ABOUT THIS TASK
For each line in the data that includes "instance", make a copy.

Saved data entries:
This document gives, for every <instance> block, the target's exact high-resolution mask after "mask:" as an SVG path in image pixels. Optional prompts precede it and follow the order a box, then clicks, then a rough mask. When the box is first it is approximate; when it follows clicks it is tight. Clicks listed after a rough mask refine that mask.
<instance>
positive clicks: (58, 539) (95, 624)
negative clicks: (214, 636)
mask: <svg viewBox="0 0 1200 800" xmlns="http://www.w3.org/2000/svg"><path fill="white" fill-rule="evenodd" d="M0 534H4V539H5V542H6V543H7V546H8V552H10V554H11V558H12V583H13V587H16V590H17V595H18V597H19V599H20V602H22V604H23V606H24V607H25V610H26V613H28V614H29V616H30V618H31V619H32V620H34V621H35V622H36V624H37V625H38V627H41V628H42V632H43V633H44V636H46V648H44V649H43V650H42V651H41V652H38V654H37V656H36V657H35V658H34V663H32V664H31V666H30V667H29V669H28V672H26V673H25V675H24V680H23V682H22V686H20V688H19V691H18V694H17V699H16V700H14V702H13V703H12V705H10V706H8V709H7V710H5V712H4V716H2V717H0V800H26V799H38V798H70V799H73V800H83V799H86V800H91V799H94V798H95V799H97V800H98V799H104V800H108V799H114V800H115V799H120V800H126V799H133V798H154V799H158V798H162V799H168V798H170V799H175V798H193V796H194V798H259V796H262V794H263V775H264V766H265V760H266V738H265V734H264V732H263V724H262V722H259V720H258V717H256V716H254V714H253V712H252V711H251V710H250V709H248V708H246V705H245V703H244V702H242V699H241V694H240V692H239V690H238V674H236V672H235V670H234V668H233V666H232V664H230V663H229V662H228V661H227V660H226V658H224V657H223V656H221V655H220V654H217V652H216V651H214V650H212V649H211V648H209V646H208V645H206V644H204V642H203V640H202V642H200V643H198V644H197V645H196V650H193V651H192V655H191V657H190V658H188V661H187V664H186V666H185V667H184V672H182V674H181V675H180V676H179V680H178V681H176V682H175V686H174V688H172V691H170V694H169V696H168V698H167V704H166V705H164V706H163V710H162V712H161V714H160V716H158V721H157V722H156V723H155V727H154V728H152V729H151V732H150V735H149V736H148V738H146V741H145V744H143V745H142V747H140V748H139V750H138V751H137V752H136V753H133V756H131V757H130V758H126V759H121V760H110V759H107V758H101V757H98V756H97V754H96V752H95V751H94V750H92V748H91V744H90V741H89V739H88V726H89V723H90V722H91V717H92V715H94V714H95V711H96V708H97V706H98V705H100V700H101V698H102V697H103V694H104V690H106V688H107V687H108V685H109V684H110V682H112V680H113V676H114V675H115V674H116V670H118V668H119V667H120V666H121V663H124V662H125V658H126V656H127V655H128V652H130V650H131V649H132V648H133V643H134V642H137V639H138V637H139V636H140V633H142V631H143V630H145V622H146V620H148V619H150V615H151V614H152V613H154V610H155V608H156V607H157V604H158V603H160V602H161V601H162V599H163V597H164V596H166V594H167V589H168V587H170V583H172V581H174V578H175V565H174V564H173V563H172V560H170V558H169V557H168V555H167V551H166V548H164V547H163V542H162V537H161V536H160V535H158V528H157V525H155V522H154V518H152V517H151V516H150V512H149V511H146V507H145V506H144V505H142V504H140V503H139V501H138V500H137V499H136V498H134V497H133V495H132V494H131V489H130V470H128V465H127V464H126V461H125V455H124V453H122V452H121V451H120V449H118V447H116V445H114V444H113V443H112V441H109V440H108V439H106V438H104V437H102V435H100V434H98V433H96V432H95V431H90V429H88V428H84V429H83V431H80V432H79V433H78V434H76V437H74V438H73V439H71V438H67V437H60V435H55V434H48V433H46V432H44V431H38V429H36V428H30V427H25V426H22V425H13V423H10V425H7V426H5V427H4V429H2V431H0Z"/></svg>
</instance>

RESPONSE BELOW
This document gives, for every <instance> block, the target's exact high-resolution mask after "mask:" as an SVG path in image pixels. Optional prompts precede it and follow the order a box, then clicks, then a rough mask. When the box is first it is approximate; when it follows clicks it is tight. Clicks listed after a rough mask refine that mask.
<instance>
</instance>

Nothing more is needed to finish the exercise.